◆ Exercise goal
Copy every one of the rows below, character for character, with no changes.

=====

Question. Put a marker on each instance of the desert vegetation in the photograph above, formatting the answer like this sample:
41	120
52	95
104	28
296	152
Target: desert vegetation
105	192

=====

◆ Output for this exercise
Question. Put a marker on each instance of the desert vegetation in the photograph above, formatting the answer like this sample:
41	120
52	95
104	28
296	152
Target: desert vegetation
105	192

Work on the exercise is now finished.